### Objective
Please copy out the ceramic proppants abstract below word for word, in full.

### Text shown
►
Abstract
Ceramic proppants are determined as material designed for hydraulic fracturing in the shale gas industry. Shale formation is fractured due to pumping the fracturing fluid including proppants into the unconventional well. Ceramic granulates set in the newly created fissures act as a prop and permit the shale gas of flowing up the well. The aim of this research was to study and compare ceramic materials used as proppants. The investigation includes four kinds of industrial proppants in green state obtained in a way of mechanical granulation process without binder and with poly(acrylic–styrene) dispersion in amount of 5 mass% with respect to the powder. Green pellets and afterward sintered granulates with 16/20 and 20/40 mesh were also analyzed and compared. Usefulness of green pellets was estimated basing on bulk density, thermal analysis, thermogravimetry, roundness coefficient and porosity results. Structure, morphology and chemical composition of the green state samples were determined by scanning electron microscopy with energy-dispersive spectroscopy. The sintered proppants were also characterized with X-ray tomography, turbidity and solubility in acid. Mechanical strength of these samples was established during subjection to crush test. The outcomes show a suitability of the studied material and prove chemical composition and grain size influence on the integrity of created fractures and therefore the extraction of the unconventional gas out of the well.
◄
(Portion of a data file)
►
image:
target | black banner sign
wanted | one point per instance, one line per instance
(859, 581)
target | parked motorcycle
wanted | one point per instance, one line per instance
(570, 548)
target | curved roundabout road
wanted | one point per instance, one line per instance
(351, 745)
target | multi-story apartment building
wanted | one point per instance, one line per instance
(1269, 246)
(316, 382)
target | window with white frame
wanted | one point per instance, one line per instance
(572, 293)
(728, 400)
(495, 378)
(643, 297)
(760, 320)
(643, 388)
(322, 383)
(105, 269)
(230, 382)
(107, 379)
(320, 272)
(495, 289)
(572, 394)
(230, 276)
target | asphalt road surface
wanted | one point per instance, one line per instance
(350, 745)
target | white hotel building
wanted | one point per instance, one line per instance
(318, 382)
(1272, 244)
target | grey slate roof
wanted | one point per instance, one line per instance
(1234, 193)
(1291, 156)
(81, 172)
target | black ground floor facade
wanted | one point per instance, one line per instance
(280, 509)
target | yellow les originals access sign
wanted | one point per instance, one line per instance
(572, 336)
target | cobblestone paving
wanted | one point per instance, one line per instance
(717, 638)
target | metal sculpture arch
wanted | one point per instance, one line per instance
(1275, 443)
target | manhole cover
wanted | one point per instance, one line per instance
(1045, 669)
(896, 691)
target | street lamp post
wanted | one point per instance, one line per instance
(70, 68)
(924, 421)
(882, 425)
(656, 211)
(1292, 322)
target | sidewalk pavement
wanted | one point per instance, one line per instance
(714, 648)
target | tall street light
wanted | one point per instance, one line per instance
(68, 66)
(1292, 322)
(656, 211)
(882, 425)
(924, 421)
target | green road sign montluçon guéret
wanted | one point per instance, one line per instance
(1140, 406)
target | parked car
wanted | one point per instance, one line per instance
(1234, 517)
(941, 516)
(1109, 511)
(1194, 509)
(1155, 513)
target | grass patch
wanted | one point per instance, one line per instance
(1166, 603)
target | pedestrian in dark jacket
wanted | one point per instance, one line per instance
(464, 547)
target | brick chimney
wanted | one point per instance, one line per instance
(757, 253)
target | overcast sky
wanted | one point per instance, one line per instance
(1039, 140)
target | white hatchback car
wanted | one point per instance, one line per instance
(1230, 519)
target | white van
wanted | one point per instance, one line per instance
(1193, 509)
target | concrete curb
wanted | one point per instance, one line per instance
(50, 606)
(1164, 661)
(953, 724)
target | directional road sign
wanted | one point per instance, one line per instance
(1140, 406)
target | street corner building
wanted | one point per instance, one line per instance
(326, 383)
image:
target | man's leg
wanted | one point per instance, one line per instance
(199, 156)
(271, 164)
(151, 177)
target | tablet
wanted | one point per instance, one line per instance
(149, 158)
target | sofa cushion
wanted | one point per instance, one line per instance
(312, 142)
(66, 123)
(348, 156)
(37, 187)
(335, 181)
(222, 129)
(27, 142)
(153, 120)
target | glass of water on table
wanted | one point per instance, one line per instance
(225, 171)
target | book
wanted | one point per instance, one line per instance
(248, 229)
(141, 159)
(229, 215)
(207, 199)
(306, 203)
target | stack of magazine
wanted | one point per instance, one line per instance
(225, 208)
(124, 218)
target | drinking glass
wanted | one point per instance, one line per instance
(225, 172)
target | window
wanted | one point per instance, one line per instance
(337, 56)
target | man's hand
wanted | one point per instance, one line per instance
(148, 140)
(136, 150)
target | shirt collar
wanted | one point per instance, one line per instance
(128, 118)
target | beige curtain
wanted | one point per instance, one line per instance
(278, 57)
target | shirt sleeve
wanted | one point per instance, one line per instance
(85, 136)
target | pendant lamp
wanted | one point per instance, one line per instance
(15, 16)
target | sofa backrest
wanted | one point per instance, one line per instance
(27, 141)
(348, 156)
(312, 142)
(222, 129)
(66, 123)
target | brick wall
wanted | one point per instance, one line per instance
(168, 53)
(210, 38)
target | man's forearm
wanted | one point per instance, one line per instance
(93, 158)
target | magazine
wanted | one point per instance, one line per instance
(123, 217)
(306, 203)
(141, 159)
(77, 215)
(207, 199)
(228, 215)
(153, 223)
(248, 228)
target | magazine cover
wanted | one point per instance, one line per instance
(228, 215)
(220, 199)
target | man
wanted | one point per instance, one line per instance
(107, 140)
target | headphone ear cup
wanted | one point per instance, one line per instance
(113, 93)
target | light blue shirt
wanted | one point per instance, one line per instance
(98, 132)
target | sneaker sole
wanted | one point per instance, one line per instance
◄
### Written solution
Abstract
Ceramic proppants are determined as material designed for hydraulic fracturing in the shale gas industry. Shale formation is fractured due to pumping the fracturing fluid including proppants into the unconventional well. Ceramic granulates set in the newly created fissures act as a prop and permit the shale gas of flowing up the well. The aim of this research was to study and compare ceramic materials used as proppants. The investigation includes four kinds of industrial proppants in green state obtained in a way of mechanical granulation process without binder and with poly(acrylic–styrene) dispersion in amount of 5 mass% with respect to the powder. Green pellets and afterward sintered granulates with 16/20 and 20/40 mesh were also analyzed and compared. Usefulness of green pellets was estimated basing on bulk density, thermal analysis, thermogravimetry, roundness coefficient and porosity results. Structure, morphology and chemical composition of the green state samples were determined by scanning electron microscopy with energy-dispersive spectroscopy. The sintered proppants were also characterized with X-ray tomography, turbidity and solubility in acid. Mechanical strength of these samples was established during subjection to crush test. The outcomes show a suitability of the studied material and prove chemical composition and grain size influence on the integrity of created fractures and therefore the extraction of the unconventional gas out of the well.